[INFORMACIÓN EXTRAÍDA]:
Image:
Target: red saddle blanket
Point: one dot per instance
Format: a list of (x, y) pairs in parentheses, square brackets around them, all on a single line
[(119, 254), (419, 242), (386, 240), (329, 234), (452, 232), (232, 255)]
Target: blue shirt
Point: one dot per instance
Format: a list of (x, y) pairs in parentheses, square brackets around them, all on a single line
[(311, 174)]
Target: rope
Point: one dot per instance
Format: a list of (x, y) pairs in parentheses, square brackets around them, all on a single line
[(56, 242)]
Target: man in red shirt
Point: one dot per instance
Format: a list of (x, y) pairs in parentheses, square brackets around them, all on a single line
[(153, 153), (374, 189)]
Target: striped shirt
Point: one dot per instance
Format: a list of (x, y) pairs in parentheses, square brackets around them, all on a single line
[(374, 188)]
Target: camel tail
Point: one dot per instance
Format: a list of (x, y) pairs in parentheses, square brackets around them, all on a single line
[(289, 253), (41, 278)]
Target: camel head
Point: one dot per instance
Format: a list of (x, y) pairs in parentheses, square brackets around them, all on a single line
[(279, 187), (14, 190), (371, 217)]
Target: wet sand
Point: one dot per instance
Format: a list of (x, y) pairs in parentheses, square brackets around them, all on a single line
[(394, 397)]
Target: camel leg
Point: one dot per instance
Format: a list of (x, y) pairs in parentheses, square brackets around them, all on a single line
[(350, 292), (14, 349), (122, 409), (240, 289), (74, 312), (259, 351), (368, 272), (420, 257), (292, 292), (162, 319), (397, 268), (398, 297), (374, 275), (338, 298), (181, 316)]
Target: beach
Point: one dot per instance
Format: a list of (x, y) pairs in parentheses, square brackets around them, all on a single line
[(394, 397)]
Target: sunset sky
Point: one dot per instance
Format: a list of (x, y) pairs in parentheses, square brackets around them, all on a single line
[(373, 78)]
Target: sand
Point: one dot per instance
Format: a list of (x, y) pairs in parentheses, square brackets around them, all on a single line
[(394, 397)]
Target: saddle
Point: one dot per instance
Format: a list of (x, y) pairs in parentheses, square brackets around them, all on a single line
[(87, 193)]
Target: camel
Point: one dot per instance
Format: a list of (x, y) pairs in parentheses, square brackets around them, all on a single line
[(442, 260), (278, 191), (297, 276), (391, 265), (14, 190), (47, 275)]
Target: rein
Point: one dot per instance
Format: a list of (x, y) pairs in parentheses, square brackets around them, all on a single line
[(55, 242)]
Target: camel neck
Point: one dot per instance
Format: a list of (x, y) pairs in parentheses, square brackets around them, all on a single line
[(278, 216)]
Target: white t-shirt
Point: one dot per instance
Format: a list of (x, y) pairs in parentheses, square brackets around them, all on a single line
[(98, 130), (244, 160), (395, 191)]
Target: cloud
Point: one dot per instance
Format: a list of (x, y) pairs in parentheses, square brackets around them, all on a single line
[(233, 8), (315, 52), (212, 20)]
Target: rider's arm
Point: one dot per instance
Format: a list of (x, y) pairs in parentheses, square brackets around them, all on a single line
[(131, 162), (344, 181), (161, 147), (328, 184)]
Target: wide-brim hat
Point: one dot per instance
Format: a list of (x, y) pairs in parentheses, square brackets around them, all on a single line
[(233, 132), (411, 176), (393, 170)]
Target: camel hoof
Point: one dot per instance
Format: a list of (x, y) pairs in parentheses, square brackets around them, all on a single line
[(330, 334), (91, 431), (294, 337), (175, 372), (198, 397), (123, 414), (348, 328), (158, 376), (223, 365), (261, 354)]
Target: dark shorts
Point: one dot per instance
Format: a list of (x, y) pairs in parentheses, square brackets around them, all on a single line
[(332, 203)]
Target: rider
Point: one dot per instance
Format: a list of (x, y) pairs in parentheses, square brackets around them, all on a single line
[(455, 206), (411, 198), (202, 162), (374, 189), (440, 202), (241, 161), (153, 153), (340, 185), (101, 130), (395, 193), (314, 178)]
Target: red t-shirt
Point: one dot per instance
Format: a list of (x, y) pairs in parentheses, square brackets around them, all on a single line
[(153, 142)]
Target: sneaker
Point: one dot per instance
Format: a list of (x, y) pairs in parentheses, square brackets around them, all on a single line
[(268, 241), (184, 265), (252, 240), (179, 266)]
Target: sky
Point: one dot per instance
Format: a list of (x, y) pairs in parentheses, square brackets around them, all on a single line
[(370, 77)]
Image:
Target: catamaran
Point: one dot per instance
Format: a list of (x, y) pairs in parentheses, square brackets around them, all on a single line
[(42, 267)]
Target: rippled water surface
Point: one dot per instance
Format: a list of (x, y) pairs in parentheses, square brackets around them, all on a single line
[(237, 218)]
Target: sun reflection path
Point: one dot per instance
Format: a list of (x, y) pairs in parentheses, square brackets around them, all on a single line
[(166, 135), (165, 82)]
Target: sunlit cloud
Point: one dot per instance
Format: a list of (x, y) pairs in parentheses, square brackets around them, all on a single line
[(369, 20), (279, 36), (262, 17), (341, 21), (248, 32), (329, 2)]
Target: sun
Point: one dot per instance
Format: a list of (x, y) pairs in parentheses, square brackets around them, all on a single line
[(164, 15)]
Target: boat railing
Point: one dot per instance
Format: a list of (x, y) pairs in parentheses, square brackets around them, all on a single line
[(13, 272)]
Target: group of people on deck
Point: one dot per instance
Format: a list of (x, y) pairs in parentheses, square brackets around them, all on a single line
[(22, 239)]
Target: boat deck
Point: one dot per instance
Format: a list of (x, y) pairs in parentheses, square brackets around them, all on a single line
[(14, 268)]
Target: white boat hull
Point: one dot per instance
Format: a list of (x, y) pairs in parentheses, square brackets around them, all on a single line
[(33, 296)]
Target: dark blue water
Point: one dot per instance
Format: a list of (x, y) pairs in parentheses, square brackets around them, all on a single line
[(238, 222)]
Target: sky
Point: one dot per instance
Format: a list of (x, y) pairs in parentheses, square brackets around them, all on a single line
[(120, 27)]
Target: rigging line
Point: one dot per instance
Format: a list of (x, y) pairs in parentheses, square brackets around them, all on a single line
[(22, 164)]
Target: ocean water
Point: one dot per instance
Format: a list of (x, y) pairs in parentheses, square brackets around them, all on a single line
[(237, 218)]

[EL EJERCICIO]:
Edita todos los ítems anteriores y escríbelos de nuevo con "one dot per instance" sustituido por "one dot per object", sin cambiar nada más.

[RESPUESTA DE LA TAREA]:
Image:
Target: red saddle blanket
Point: one dot per object
Format: a list of (x, y) pairs in parentheses, square brackets around them, all on a single line
[(119, 254), (419, 242), (386, 240), (329, 234), (452, 232), (232, 255)]
Target: blue shirt
Point: one dot per object
Format: a list of (x, y) pairs in parentheses, square brackets around them, all on a single line
[(311, 174)]
Target: rope
Point: one dot per object
Format: a list of (x, y) pairs in parentheses, square brackets around them, all on a single line
[(56, 242)]
Target: man in red shirt
Point: one dot per object
Format: a list of (x, y) pairs in parentheses, square brackets around them, all on a single line
[(153, 153), (374, 189)]
Target: striped shirt
Point: one dot per object
Format: a list of (x, y) pairs in parentheses, square brackets around them, all on a single line
[(374, 188)]
Target: camel tail
Point: one dot per object
Format: a list of (x, y) pairs in parentheses, square brackets around them, all on a single line
[(289, 253), (41, 278)]
Target: camel head
Point: one dot per object
Format: a list of (x, y) pairs in parentheses, square brackets around them, all on a single line
[(279, 187), (14, 190), (371, 217)]
Target: wet sand
Point: one dot per object
Format: a list of (x, y) pairs in parentheses, square brackets around them, all on a single line
[(394, 397)]
Target: camel leg
Point: one dot per object
Format: a list of (x, y) pairs in parentheses, square brackets around them, all on a single line
[(350, 292), (14, 349), (122, 409), (240, 289), (74, 312), (259, 351), (368, 272), (420, 257), (292, 292), (162, 319), (397, 268), (398, 297), (374, 275), (338, 298), (181, 316)]
Target: beach
Point: one dot per object
Format: a list of (x, y) pairs in parentheses, square brackets around them, all on a single line
[(394, 397)]
Target: sunset sky
Point: one dot per object
Format: a list of (x, y) pairs in parentheses, square brackets around them, all on a single line
[(373, 78)]
Target: sand
Point: one dot per object
Format: a list of (x, y) pairs in parentheses, square brackets around them, all on a single line
[(394, 397)]
Target: saddle
Point: one dot per object
Format: a list of (x, y) pairs in parentheses, square brackets around them, all on a single line
[(87, 193)]
Target: camel
Point: one dot per object
Format: a list of (x, y) pairs in parentheses, square brackets around them, all on a single line
[(442, 260), (278, 191), (297, 276), (391, 265), (14, 190), (47, 275)]
Target: rein
Point: one dot per object
Format: a list of (x, y) pairs in parentheses, square brackets around them, all on a single line
[(55, 242)]
Target: camel neck
Point: one dot per object
Format: a list of (x, y) pairs in parentheses, square brackets around them, all on a single line
[(278, 216)]
Target: white t-shirt
Point: one dot per object
Format: a list of (x, y) pairs in parentheses, square brackets around them, all on a single line
[(98, 130), (244, 160), (395, 191)]
Target: cloud
Point: one dot per object
Format: a list of (x, y) pairs in parentheses, square brackets around them, all on a single line
[(233, 8), (315, 52), (212, 20)]
Target: rider's arm
Point: one dot per object
Format: a list of (x, y) pairs in parentheses, square brackets around them, all on a single line
[(131, 162), (344, 181), (161, 147), (328, 184)]
Target: wide-brim hat
Point: one dot per object
Format: a list of (x, y) pairs in parentheses, square brackets around them, all on a single line
[(233, 132), (411, 176), (393, 170)]
Target: camel hoof
Point: one dot per object
Format: a list of (x, y) pairs in parentheses, square brackets around them, all on a single line
[(330, 334), (91, 431), (294, 337), (175, 372), (198, 397), (123, 414), (348, 328), (158, 376), (223, 365), (261, 354)]
Target: dark shorts
Point: one dot per object
Format: a list of (x, y) pairs in parentheses, square brackets around them, all on a single line
[(332, 203)]
Target: rider
Point: one dot per object
Format: a list of (x, y) pairs in parentheses, square brackets around them, all on a single line
[(455, 206), (411, 198), (202, 162), (374, 189), (440, 202), (241, 161), (153, 153), (340, 185), (101, 130), (395, 193), (314, 178)]
Target: red t-shirt
Point: one dot per object
Format: a list of (x, y) pairs in parentheses, square brackets around them, all on a single line
[(153, 142)]
Target: sneaker
Point: one dot per object
Format: a list of (x, y) pairs in parentheses, square brackets around them, all on a single line
[(268, 241), (184, 265), (252, 240), (179, 266)]
Target: sky
Point: one dot per object
Format: a list of (x, y) pairs in parentheses, square brackets around them, all on a single line
[(370, 77)]
Image:
Target: catamaran
Point: one dot per object
Format: a list of (x, y) pairs in parentheses, square brackets around them, all on a single line
[(42, 267)]
Target: rippled water surface
Point: one dot per object
Format: a list of (x, y) pairs in parentheses, square brackets around them, all on a single line
[(237, 218)]
Target: sun reflection path
Point: one dot per object
Format: a list of (x, y) pairs in parentheses, square brackets around them, all on a single line
[(166, 135), (165, 82)]
Target: sunlit cloud
Point: one dot per object
Format: a list of (x, y) pairs in parentheses, square brackets around them, all on a single line
[(369, 20), (279, 36), (262, 17), (341, 21), (248, 32), (329, 2)]
Target: sun
Point: one dot per object
Format: a list of (x, y) pairs in parentheses, square brackets around them, all on a single line
[(164, 15)]
Target: boat railing
Point: one dot per object
Format: a list of (x, y) pairs in parentheses, square brackets around them, all on a single line
[(13, 272)]
Target: group of people on deck
Point: one dot per object
Format: a list of (x, y) pairs in parentheses, square brackets around them, all on a single line
[(22, 239)]
Target: boat deck
Point: one dot per object
Format: a list of (x, y) pairs in parentheses, square brackets around them, all on a single line
[(14, 268)]
Target: white boat hull
Point: one dot per object
Format: a list of (x, y) pairs in parentheses, square brackets around them, all on a single line
[(33, 296)]
Target: dark blue water
Point: one dot per object
Format: a list of (x, y) pairs in parentheses, square brackets around them, all on a single line
[(238, 222)]
Target: sky
Point: one dot per object
Format: a list of (x, y) pairs in parentheses, square brackets around them, all on a single line
[(120, 27)]
Target: rigging line
Point: one dot per object
Format: a list of (x, y) pairs in parentheses, square brackets around them, all on a single line
[(22, 164)]
Target: ocean water
Point: one dot per object
Format: a list of (x, y) pairs in parentheses, square brackets around them, all on a single line
[(237, 218)]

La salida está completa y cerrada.